§ **TASK BRIEF**
Starting at the line that holds "Target: grassy field" and stopping at the line that holds "Format sample: [94, 273]", restate the records below word for word, with both of those lines included.

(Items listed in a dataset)
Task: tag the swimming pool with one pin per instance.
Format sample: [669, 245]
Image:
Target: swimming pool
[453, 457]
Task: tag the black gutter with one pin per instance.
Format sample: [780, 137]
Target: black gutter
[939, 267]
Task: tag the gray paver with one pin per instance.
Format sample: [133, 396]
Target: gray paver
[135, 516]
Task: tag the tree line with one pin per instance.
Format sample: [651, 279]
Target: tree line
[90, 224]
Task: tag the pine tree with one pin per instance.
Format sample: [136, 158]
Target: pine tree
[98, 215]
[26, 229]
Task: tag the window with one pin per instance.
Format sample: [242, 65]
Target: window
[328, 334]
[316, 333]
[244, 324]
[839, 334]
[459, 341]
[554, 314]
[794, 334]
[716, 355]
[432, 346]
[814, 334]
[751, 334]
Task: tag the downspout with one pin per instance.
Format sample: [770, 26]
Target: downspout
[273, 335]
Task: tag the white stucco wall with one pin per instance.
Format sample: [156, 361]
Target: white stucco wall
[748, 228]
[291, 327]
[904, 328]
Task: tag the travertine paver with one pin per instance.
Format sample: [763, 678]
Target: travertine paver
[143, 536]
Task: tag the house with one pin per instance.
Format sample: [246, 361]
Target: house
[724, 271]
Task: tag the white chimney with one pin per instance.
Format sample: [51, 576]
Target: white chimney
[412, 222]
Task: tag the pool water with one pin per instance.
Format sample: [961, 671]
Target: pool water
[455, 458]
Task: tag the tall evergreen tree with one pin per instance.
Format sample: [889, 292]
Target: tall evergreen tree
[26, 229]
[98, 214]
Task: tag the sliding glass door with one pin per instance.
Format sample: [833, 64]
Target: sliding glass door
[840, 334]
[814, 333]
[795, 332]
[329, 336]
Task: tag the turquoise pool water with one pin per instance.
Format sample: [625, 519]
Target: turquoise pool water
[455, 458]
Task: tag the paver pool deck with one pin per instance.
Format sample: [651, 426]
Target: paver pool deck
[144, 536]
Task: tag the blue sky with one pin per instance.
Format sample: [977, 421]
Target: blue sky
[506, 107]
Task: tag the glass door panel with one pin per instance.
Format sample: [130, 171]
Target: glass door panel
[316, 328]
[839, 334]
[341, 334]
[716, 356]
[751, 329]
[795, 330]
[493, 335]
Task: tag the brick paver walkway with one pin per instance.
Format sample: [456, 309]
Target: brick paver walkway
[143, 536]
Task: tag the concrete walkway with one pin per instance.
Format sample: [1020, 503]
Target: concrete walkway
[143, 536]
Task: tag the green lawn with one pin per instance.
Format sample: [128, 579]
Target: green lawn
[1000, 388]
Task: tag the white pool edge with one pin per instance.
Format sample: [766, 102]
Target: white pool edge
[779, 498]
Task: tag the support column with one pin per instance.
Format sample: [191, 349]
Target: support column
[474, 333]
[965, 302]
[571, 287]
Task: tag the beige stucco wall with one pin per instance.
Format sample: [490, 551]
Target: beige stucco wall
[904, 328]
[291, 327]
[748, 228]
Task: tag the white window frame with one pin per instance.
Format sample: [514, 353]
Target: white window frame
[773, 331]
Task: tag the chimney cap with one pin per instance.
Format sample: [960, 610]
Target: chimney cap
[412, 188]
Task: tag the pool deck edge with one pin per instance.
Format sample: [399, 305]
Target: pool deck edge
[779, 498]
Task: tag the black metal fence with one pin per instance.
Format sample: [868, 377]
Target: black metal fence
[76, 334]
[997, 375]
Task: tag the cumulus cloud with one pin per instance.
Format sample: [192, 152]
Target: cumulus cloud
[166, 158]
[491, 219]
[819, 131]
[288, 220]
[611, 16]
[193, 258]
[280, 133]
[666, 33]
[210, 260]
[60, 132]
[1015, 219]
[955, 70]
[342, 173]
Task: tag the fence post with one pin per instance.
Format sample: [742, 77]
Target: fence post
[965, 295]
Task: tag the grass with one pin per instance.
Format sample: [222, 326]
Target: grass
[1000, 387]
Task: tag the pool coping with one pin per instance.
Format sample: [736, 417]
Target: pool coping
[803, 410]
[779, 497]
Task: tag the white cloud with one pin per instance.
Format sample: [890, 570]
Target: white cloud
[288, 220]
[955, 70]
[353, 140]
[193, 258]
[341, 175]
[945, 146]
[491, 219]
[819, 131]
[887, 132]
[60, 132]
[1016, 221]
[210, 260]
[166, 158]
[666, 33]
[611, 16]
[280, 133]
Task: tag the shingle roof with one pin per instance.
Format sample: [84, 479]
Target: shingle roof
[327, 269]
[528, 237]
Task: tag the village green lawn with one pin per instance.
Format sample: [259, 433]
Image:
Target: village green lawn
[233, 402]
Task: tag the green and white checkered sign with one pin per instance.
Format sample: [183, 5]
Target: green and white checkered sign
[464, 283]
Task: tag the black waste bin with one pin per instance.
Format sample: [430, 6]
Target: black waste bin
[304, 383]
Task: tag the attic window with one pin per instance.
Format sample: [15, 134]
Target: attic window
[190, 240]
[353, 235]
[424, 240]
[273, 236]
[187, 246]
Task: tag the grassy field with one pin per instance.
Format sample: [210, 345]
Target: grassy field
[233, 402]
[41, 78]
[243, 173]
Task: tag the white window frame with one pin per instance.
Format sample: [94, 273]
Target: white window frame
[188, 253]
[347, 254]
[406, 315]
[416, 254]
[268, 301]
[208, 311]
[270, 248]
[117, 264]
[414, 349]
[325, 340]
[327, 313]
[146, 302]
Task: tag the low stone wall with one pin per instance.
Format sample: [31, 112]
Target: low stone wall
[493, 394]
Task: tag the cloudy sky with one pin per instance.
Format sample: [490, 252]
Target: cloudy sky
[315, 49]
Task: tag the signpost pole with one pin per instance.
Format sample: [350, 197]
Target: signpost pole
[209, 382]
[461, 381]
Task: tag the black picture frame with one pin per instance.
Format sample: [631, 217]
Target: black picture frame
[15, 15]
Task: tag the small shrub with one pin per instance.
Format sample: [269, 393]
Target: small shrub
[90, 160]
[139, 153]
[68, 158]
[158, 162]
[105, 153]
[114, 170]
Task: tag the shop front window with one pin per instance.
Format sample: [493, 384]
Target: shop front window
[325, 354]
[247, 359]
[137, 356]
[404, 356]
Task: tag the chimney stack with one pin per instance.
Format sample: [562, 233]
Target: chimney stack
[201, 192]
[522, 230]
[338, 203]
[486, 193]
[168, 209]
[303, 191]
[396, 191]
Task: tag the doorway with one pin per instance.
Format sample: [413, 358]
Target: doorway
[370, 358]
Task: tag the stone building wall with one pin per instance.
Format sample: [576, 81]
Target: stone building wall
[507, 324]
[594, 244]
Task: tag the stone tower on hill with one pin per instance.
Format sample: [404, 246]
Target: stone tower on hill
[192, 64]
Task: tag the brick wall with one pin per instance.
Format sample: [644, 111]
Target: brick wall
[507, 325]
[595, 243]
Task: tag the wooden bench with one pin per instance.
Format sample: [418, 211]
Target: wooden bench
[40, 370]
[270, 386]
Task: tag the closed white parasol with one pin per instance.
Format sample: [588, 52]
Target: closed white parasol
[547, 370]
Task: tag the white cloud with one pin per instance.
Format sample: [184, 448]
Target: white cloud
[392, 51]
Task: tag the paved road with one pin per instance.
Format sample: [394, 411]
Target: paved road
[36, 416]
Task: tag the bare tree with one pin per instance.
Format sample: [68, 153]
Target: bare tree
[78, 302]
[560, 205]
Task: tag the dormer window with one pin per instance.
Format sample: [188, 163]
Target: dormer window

§ **EXERCISE RESPONSE**
Target: grassy field
[233, 402]
[41, 78]
[243, 173]
Task: tag the white window frame with one pin per instance.
Format sample: [94, 273]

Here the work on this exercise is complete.